* Records for this exercise
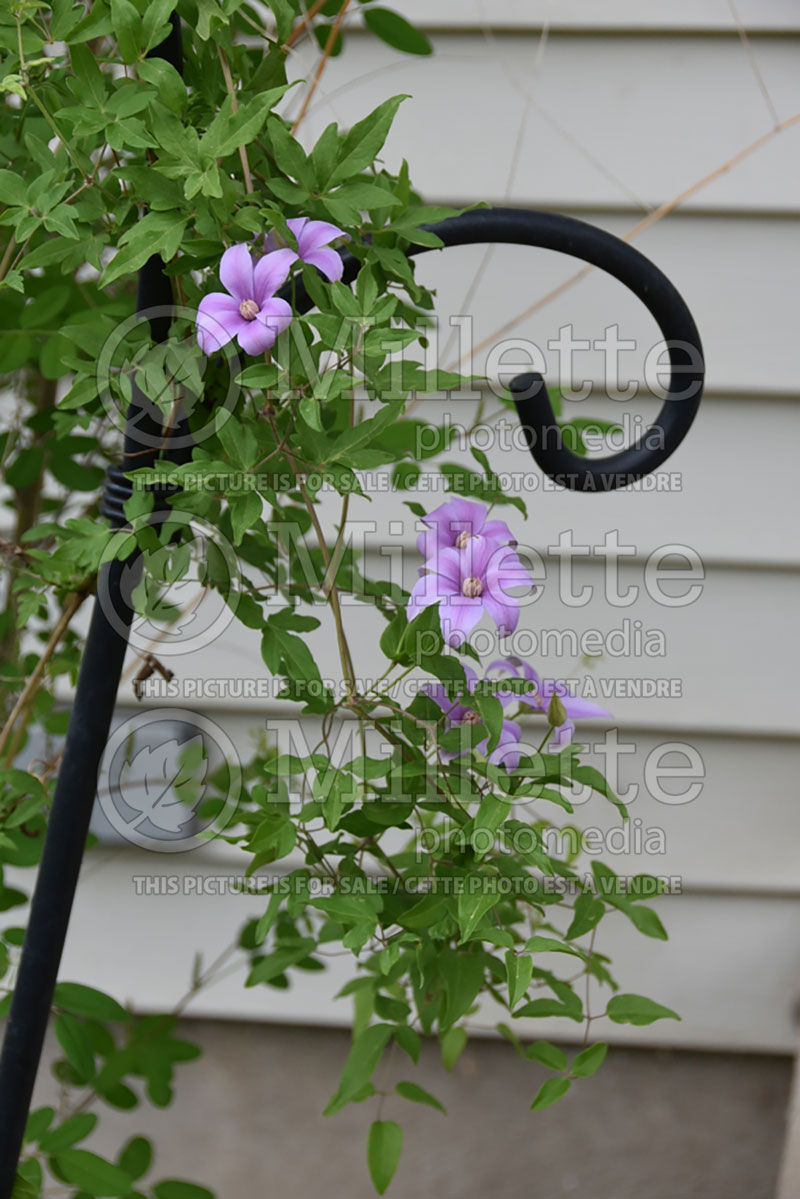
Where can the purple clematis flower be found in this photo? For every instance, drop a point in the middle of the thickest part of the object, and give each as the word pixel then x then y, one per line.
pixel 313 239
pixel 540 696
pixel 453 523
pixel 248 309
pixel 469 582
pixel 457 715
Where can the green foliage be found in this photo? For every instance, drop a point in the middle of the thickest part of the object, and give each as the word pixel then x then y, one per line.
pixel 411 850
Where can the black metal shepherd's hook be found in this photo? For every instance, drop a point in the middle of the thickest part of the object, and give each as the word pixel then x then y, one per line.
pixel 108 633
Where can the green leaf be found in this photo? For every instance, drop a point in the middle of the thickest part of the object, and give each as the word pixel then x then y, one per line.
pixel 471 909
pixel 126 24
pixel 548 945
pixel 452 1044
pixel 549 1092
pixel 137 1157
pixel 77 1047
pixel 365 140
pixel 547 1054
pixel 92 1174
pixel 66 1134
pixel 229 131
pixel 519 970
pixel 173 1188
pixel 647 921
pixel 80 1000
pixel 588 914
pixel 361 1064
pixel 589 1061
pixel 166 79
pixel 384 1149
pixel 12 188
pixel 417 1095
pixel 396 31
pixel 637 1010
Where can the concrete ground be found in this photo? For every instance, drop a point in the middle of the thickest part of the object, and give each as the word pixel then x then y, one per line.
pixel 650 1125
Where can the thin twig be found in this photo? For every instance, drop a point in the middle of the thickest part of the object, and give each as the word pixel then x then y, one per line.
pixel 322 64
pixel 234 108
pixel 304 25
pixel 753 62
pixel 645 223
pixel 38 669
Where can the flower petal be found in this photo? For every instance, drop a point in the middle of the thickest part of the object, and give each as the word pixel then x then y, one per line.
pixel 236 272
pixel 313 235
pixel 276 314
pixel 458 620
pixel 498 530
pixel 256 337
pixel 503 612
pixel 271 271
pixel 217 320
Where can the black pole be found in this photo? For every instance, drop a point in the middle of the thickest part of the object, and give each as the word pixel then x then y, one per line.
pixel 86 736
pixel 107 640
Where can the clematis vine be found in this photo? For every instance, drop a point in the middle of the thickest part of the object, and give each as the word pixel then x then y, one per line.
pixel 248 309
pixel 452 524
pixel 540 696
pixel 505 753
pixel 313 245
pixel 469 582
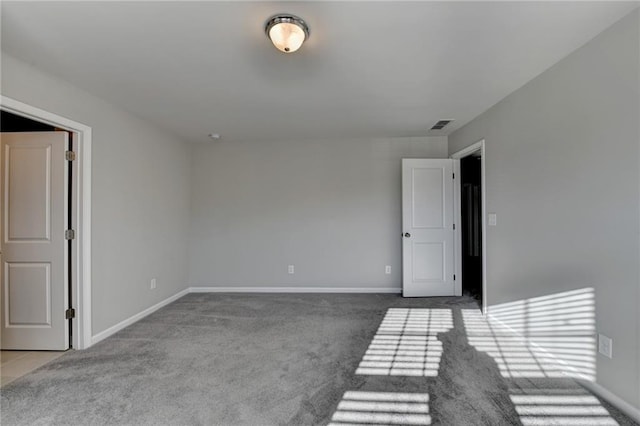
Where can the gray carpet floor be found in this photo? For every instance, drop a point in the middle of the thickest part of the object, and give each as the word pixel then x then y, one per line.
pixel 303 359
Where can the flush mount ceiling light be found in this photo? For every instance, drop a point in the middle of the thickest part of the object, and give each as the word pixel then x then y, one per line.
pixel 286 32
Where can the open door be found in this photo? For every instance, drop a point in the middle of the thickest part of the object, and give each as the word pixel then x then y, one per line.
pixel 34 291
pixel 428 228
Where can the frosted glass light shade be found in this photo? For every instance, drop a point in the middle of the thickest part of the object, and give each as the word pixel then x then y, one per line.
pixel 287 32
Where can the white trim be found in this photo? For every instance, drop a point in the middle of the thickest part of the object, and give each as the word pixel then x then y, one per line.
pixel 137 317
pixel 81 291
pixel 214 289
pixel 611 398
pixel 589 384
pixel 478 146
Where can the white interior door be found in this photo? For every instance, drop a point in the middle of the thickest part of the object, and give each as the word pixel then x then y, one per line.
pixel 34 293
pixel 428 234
* * *
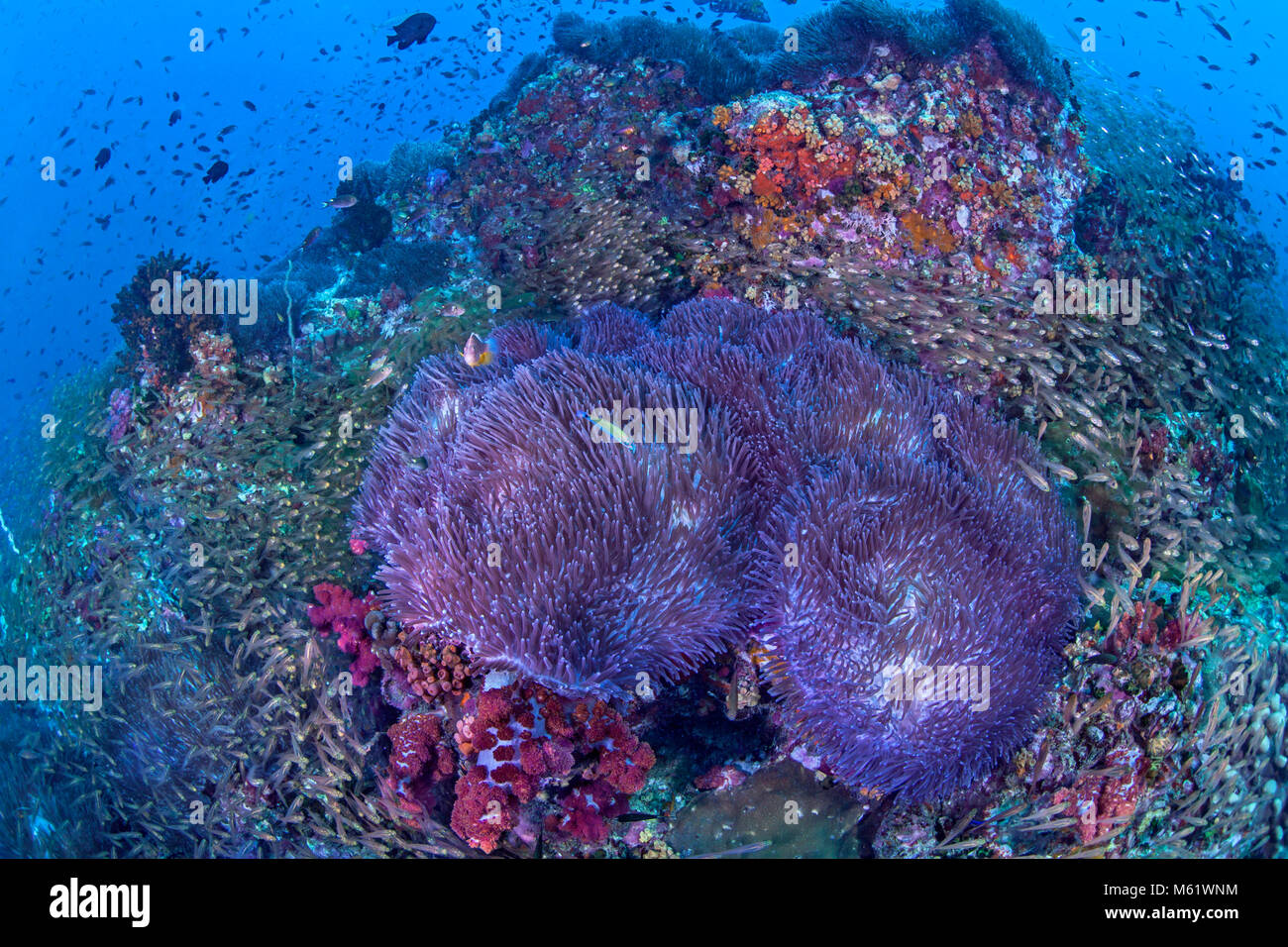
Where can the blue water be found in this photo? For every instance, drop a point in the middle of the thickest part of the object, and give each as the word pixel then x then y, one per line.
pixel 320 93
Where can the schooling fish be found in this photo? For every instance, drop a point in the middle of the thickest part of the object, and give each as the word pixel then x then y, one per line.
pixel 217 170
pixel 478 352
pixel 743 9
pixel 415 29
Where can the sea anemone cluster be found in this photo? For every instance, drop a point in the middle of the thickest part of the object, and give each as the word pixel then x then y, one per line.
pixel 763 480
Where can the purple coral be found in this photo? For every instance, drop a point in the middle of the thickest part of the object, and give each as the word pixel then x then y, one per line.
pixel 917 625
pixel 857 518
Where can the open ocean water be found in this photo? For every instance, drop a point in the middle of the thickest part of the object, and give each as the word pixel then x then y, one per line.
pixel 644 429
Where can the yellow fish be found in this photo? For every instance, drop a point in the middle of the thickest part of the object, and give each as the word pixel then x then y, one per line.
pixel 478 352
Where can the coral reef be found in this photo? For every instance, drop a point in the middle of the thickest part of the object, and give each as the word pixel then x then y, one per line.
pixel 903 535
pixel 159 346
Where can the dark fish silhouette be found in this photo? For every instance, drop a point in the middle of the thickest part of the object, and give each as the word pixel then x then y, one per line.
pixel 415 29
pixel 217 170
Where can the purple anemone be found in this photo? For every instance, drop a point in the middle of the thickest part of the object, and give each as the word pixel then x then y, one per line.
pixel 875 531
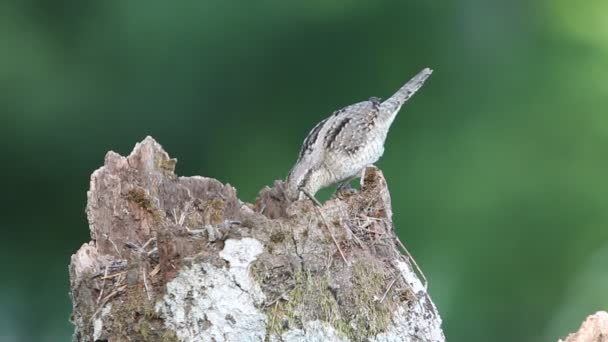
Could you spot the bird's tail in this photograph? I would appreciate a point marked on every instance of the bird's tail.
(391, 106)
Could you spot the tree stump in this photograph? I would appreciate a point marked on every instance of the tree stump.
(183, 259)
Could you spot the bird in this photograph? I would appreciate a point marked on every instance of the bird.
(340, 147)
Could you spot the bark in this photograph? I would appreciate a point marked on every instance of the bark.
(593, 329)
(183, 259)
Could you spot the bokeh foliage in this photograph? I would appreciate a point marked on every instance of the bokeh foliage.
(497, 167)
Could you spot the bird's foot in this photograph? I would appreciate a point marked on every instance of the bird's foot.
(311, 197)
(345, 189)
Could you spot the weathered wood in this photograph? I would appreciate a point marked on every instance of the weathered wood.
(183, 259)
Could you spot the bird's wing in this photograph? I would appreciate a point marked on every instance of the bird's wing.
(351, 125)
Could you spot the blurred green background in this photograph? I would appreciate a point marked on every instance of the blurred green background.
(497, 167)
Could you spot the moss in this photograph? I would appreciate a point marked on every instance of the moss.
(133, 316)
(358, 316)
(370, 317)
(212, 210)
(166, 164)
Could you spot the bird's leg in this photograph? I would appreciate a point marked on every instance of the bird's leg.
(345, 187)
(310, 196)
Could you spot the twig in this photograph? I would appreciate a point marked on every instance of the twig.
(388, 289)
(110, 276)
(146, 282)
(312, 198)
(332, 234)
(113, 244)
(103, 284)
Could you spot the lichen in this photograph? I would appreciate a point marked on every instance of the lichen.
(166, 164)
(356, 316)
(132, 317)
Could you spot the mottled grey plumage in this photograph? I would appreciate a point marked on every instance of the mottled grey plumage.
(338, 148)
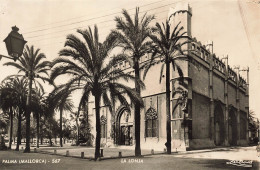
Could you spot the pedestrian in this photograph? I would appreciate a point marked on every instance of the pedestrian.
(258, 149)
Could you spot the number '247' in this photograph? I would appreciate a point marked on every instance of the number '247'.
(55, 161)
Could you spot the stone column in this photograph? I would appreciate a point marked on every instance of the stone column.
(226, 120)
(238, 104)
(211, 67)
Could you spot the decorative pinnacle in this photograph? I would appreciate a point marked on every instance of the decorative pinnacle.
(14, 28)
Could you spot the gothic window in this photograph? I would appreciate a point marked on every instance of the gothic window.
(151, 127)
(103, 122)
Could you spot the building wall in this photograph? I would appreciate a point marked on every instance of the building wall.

* Aim of the exercise
Please make an exact copy of the lines above from the line with "Could you spot the decorative" through the line with "Could you spot the building", both ends included.

* Written reply
Could you spot the decorative pinnacle in this photograph? I would appreciate a point marked on every instance of the decorative pinnacle.
(14, 28)
Could you spot the gothic window in this photograph? I would appreciate a point marked on every instance of the gothic window.
(151, 127)
(103, 122)
Could you spot the building wall in this photograph? I would appreciate a point marked on every instance of the building wall.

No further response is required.